_What is expected:_ Recast every row below as a numbered list, leaving out any blank lines.

_Stored rows:_
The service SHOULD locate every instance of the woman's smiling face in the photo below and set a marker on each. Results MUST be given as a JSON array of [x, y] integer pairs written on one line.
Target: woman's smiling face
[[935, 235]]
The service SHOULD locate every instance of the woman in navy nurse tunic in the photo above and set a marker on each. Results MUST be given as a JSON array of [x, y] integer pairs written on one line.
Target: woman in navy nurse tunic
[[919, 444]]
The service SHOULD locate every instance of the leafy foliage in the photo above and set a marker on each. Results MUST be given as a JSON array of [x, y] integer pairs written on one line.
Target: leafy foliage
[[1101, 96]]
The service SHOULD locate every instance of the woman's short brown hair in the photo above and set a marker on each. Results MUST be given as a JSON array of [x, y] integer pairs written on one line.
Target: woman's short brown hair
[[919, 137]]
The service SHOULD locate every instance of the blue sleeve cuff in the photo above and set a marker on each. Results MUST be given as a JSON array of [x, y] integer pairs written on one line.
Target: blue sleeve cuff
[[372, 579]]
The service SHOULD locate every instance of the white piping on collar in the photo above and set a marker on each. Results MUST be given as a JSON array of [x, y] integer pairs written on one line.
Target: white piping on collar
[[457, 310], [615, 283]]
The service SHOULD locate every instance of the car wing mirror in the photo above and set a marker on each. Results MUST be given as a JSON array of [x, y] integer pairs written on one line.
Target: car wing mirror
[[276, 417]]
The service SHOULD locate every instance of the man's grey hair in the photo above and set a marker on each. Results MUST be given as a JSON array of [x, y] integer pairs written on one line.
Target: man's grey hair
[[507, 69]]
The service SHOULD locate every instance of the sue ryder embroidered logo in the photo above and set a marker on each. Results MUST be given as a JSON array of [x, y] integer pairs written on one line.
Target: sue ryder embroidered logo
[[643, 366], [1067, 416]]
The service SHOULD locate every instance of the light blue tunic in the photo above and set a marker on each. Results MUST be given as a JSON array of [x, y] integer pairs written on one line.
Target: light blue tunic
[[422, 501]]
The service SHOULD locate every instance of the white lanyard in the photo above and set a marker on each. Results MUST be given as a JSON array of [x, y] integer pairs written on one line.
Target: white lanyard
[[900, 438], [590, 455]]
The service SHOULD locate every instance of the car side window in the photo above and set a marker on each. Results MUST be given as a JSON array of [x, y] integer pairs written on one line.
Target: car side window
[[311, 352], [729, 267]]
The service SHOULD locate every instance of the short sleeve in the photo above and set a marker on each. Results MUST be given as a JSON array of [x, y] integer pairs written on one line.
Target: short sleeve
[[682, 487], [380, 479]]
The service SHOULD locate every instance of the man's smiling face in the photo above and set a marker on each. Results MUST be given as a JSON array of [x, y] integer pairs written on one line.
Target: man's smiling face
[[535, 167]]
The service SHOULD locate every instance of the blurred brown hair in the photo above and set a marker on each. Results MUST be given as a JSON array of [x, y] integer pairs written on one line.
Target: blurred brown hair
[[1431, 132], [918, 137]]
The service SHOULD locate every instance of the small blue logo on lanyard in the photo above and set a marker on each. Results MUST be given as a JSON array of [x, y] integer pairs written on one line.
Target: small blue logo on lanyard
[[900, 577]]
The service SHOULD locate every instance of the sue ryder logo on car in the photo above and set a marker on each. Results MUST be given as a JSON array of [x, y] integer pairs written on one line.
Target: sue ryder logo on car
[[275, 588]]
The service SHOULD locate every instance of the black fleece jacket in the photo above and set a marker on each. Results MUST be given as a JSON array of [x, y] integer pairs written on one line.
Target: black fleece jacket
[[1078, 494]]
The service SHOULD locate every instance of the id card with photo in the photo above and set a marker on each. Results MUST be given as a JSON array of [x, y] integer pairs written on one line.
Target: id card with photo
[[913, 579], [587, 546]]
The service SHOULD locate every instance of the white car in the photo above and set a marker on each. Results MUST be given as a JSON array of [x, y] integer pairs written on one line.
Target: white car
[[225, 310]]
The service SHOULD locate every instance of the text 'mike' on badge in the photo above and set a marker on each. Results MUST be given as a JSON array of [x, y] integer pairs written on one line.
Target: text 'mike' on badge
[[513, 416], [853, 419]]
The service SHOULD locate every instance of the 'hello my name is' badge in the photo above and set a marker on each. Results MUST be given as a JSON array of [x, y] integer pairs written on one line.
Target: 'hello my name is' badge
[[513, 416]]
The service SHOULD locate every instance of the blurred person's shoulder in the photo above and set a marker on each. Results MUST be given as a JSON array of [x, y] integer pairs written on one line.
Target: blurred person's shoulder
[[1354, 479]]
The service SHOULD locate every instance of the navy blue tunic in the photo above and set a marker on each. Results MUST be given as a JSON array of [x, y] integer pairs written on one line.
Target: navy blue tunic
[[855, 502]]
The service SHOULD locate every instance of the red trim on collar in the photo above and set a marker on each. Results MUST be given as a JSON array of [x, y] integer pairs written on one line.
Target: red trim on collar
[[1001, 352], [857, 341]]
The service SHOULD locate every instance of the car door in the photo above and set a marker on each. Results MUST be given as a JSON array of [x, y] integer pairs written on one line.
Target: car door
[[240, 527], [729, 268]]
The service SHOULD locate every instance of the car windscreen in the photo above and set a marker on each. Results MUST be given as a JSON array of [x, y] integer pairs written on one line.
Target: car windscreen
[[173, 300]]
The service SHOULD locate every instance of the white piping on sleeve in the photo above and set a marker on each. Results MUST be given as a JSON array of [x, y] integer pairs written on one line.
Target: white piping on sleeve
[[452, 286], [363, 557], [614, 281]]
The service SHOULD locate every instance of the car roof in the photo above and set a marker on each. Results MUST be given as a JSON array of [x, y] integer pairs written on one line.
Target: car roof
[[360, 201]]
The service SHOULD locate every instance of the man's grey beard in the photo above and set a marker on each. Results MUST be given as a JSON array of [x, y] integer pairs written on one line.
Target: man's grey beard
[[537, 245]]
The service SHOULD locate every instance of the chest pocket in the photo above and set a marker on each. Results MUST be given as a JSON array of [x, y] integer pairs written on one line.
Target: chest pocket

_Result:_
1. The service SHOULD locate every instance of the woman's smiling face in the photo below and set a marker on each. Results MUST be given as a JSON array of [x, y] integer pairs written on one line.
2. Target: woman's smiling face
3. [[935, 235]]
4. The service SHOULD locate every instance of the woman in navy nurse tunic in the photo above and set a marker on each. Results MUST be given as a JSON array of [x, y] integer pairs written on one line.
5. Target: woman in navy nurse tunic
6. [[919, 444]]
7. The service SHOULD locate every instance of the leafy foliage in the photo above and set a marker on each. Results MUST be given as a JSON array of [x, y] integer pairs written on one line.
8. Target: leafy foliage
9. [[1101, 96]]
10. The service SHOULD locate every instance of the woman's short brown hair in the photo above and set a marker on each. Results MUST be given as a JSON array of [x, y] integer pairs written on one line.
11. Target: woman's short brown hair
12. [[919, 137]]
13. The service SHOULD locate every instance of the blue sleeve cuff in the photo above and set a marker on each. Results MUST be given as a JSON array of [x, y] integer pairs written on one line.
14. Target: blue sleeve cuff
15. [[372, 579]]
16. The service SHOULD locate every instance of the white piping on collar in the photo above and set a marker on each. Results MUST be given as a JSON array of [x, y] integer pairs written on one line.
17. Target: white piping on collar
18. [[457, 310], [615, 283]]
19. The service SHOULD locate every instance of the car wing mirror in the photo above and set a marker on each. Results MUST be given as a JSON array of [x, y] integer pairs written on one line.
20. Target: car wing mirror
21. [[276, 417]]
22. The service SHOULD locate every instance of the man's grey hair in the photo above and set a marker on each. Results MUST be given as a JSON array of [x, y] integer pairs written on one line.
23. Target: man's grey hair
24. [[507, 69]]
25. The service SHOULD locate every instance of the sue ryder embroidered logo in the photo above and set a marker on each. Results MUST be given as a JSON array of [x, y] integer pairs written on one line.
26. Target: sue ryder embroidered logo
27. [[643, 366], [1067, 416]]
28. The service SHOULD locate every instance of the light blue tunic in the photo above and set a marker on each. Results MUST be given as a JSON array of [x, y] integer pairs written on one line.
29. Target: light blue tunic
30. [[422, 501]]
31. The service SHOULD locate every instance of the white lanyard in the photo above and set a marker on each. Results MUST be given as a JSON array of [x, y] integer pairs written on one line.
32. Target: white lanyard
33. [[900, 438], [590, 455]]
34. The service SHOULD locate every instance of the car side window in the photo above and set a marker on each. Results MUST be given as a JSON array of [x, y] integer pairs written on one line.
35. Target: car side window
36. [[311, 352], [729, 267]]
37. The service SHOULD locate every instance of the short sleeve in the photo above and set a marker on each. Results MUST be given as a JSON array of [x, y] integer pairs written on one line.
38. Target: short sleeve
39. [[682, 487], [380, 479]]
40. The service SHOULD locate every instance of the man's smiling face in the photo above and set a marker on each. Results MUST be given as a JSON array of [x, y] integer pairs written on one line.
41. Target: man's smiling face
42. [[535, 167]]
43. The service SHOULD locate every instance of the blurred brown hair in the photo above and set a marker on each. Results MUST be given as a JSON array of [x, y] integer pairs written on one line.
44. Target: blurred brown hair
45. [[1431, 132], [918, 137]]
46. The service SHOULD locate every instance of the small blue logo on lanyard in the photo above and set a marker on each. Results MUST be given as a JSON array of [x, y] integer pairs written on one line.
47. Target: small blue logo on lanyard
48. [[900, 577]]
49. The service SHOULD locate every instance of the sue ryder logo on car in the photo above and set a marker on each. Results MUST be given as a JSON array of [x, y] integer pairs written on one line.
50. Target: sue ryder logo on car
51. [[275, 588]]
52. The service SHOULD locate every instance of the black fleece jacket in the photo above and set a marker on each. Results MUST be given as a JSON array of [x, y] integer pairs written on one line.
53. Target: black fleece jacket
54. [[1078, 494]]
55. The service SHOULD locate every instance of the id card with photo in the photo above and set a marker on each. Results MUST be given as a JSON array of [x, y] integer pairs written on one line.
56. Target: id card with photo
57. [[913, 579], [587, 546]]
58. The service SHOULD locate every instance of the white car in the photo above and set a marker on each. Results MUST be given as a JSON array of [x, y] integer pairs written on one line.
59. Target: white car
60. [[225, 310]]
61. The service SHOULD locate every instance of the text 'mike' on badge in the photo above and set a marker on each. Results MUST be given as a JSON array of [x, y] integer pairs written on one line.
62. Target: text 'mike' on badge
63. [[513, 416], [853, 419]]
64. The service SHOULD locate every instance of the 'hello my name is' badge in the photo above and set a marker on each. Results MUST be given as a JSON array of [x, y] integer pairs written on one line.
65. Target: 'hello my name is' badge
66. [[513, 416]]
67. The service SHOULD locate every instance of the blurred person's shoulder in the photo above and set a marker on each. Results MUST be given as a JSON array of [x, y] integer pairs written on one line.
68. Target: blurred person's shoulder
69. [[1354, 479]]
70. The service SHOULD locate every instance of the navy blue tunic in the photo above and set a marker on each. Results MUST be given as a JSON array of [x, y] integer pairs written on one line.
71. Target: navy blue tunic
72. [[855, 502]]
73. The service SHOULD locate every instance of the red trim on collar in the photo above and set a marker on each. Results MUST be given as a JSON array of [x, y] integer pairs written on one line.
74. Target: red trim on collar
75. [[1001, 352], [857, 341]]
76. The service SHOULD locate every instance of the car door in the photo above and set a marker on each. Results MUST be given as a JSON array of [x, y] integer pairs written on one line.
77. Target: car door
78. [[240, 527], [729, 268]]
79. The service SHOULD locate every instance of the car windscreen in the photo above and set a marker on each. Results MUST be given as a JSON array of [x, y] integer pairs written on one line.
80. Target: car windscreen
81. [[173, 300]]
82. The service SHOULD locate every instance of the white piping on sleeve in the photo above and set a marker on each. Results MUST be given as a JSON array of [x, y] integer pairs written on one line.
83. Target: white piping on sleeve
84. [[452, 286], [363, 557], [614, 281]]
85. The service SHOULD locate every instance of the car roof in the photo above and set a marker on each. Results MUST be given as a JSON array of [x, y] integer pairs written on one line.
86. Target: car roof
87. [[360, 201]]
88. The service SHOULD locate every instance of the man's grey beard in the photo above and set a marker on each. Results MUST be given as a JSON array of [x, y] integer pairs written on one line.
89. Target: man's grey beard
90. [[537, 245]]
91. The service SHOULD locate every instance of the chest pocket in the photo above and set a marker on each. Results MUST be given as a JSON array of [x, y] integer pairs written on one line.
92. Target: chest pocket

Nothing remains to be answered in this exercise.